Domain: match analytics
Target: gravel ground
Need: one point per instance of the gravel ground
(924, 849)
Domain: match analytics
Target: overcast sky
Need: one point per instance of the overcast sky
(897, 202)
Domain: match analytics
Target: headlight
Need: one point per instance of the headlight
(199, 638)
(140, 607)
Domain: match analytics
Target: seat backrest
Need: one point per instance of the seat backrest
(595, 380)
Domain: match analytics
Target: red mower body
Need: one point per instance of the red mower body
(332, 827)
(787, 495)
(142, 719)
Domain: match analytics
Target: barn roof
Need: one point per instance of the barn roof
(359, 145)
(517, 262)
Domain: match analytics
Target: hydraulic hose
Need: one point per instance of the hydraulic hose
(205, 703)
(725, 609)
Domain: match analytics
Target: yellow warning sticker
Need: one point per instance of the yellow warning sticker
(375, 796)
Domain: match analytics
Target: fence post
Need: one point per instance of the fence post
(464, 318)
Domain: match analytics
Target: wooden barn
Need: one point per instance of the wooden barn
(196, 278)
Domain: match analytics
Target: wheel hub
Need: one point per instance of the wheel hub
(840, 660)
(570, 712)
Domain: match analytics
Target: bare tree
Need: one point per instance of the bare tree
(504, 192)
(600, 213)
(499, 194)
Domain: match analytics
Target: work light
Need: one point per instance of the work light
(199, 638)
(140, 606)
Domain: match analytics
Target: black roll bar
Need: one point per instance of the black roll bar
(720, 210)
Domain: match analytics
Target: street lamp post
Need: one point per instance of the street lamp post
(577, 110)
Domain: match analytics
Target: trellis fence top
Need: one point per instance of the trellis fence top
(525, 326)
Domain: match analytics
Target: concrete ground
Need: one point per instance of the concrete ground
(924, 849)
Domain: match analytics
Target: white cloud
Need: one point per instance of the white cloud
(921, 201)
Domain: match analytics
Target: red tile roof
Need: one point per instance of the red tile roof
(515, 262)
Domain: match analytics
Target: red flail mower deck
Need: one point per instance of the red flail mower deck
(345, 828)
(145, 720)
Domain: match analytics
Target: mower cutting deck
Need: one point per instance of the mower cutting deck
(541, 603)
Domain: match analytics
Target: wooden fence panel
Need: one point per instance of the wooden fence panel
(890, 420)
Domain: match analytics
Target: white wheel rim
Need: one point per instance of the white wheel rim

**Work to complete**. From the material above, copy out in full every line that contains the word "warning".

**Final answer**.
Target: yellow warning sticker
Need: one point per instance of the yellow warning sticker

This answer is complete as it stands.